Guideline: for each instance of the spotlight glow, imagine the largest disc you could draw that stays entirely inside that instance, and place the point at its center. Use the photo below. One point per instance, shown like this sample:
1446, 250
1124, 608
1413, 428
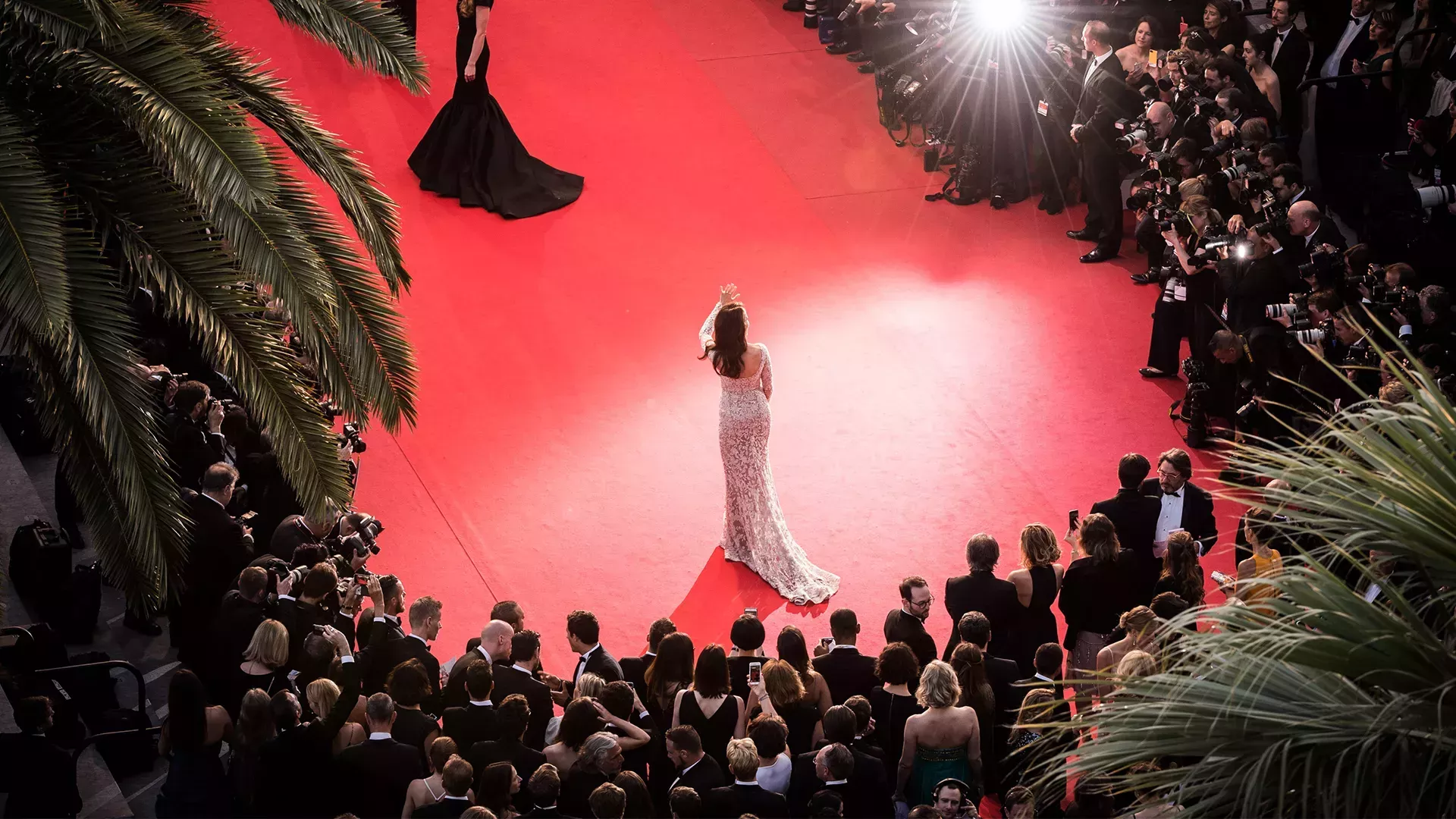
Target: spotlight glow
999, 17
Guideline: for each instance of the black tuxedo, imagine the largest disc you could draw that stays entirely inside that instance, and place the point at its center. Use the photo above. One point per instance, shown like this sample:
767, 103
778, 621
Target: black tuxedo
1197, 518
846, 672
1292, 66
447, 808
1103, 99
38, 776
1134, 516
469, 725
995, 598
902, 627
510, 679
736, 800
376, 774
704, 776
216, 554
522, 758
867, 795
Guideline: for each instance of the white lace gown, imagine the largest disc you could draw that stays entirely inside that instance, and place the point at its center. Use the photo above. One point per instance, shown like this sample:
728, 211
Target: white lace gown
755, 532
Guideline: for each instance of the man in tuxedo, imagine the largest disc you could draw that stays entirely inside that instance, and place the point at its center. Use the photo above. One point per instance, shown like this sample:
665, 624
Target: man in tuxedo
1181, 503
584, 637
695, 768
545, 790
38, 774
456, 777
1289, 57
906, 624
1134, 516
1338, 108
982, 591
383, 653
511, 719
745, 795
634, 670
495, 648
1103, 99
517, 675
747, 637
376, 773
846, 672
473, 722
218, 550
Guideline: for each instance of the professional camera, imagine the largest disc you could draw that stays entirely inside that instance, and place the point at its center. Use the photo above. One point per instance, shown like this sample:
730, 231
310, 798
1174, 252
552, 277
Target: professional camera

* * * * * * *

● WORK REQUEST:
Write the lines above out again exactly, without any of their pictures.

● ANSWER AREA:
Guideline: for each instance of the spotlight glow, imagine the largest disc you could draw that stays entirely inside that instance, and place the point at its center. Use the photo below. One point per instance, shown like this sample:
1446, 250
1124, 608
1413, 428
Target: spotlight glow
999, 17
Guideline: for each instance of the black tuxedo, imagine the largest disc you could draw that stays entirely inside that instance, and place the point at its center. Use the photo above. One point per instance, shown like this sample:
767, 103
778, 621
Target: black tuxedo
1197, 518
846, 672
1292, 66
447, 808
1103, 99
38, 776
1134, 516
469, 725
995, 598
902, 627
510, 679
736, 800
376, 774
704, 776
216, 554
522, 758
867, 795
Guideline: for each instance of the white lace gown, imagine the largest disc you could draw that stays entirely inside that instance, and place the point at its center. Use the photo above. One point per instance, shown like this sample:
728, 211
Target: white lace gown
755, 532
Guideline: for each instance of the man in tuxedo, imagine the largest disc you could draw that stays entirely inside that instance, and place the point at its center. Use the photo above. One point per instance, shown like this sample:
665, 624
Target: man in tuxedo
1181, 503
584, 637
695, 768
545, 790
38, 774
456, 777
1289, 57
906, 624
1134, 516
1338, 108
982, 591
383, 653
511, 719
745, 795
634, 670
495, 648
1103, 99
517, 675
747, 637
376, 773
846, 672
473, 722
218, 550
Guideline: for each instance of the professional camera, imagine the largest disc you could draw that stays entirely inside that instance, and place the point at its center. Use the photo above. One point per instance, shown like this sample:
730, 231
310, 798
1174, 252
552, 277
Target: professional camera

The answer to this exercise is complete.